REQUIREMENT: Render every line of the material below as a JSON list of strings, one string per line, skipping blank lines. Leave the pictures out.
BEGIN SOURCE MATERIAL
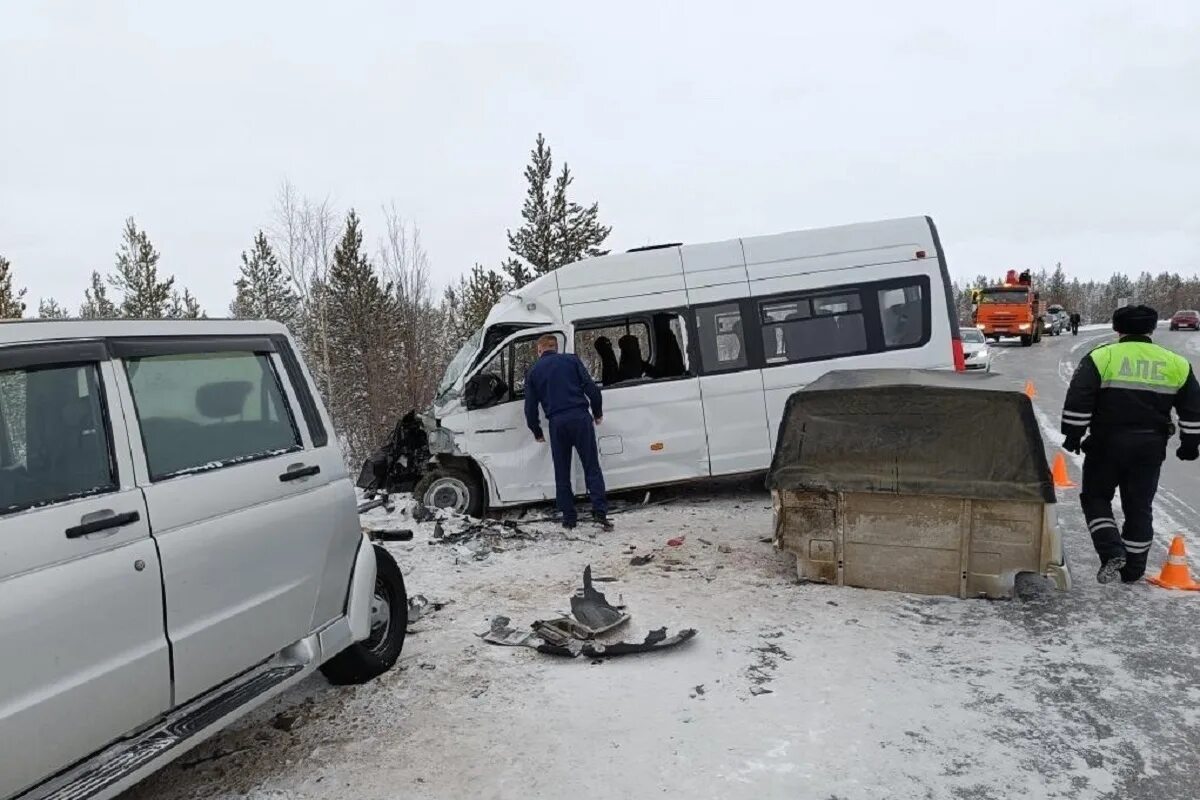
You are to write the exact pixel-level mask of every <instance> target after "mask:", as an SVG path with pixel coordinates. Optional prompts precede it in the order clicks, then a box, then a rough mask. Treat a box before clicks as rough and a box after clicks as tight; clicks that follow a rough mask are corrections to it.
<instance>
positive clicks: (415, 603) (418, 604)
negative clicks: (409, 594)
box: [408, 595, 450, 625]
END SOURCE MATERIAL
ANSWER TO THE PROBLEM:
[
  "You are to write the exact pixel-level mask of every <instance> target after \"mask:\", as an SVG path with pixel coordinates. Optional prompts precede it in the order clicks, then a box, then a rough mask. Treat a box before clicks as rough and a box after clicks as tight; clicks that follow a rough mask are corrections to it.",
  "<instance>",
  "positive clicks: (415, 603) (418, 604)",
  "negative clicks: (409, 594)",
  "box: [408, 595, 450, 625]"
]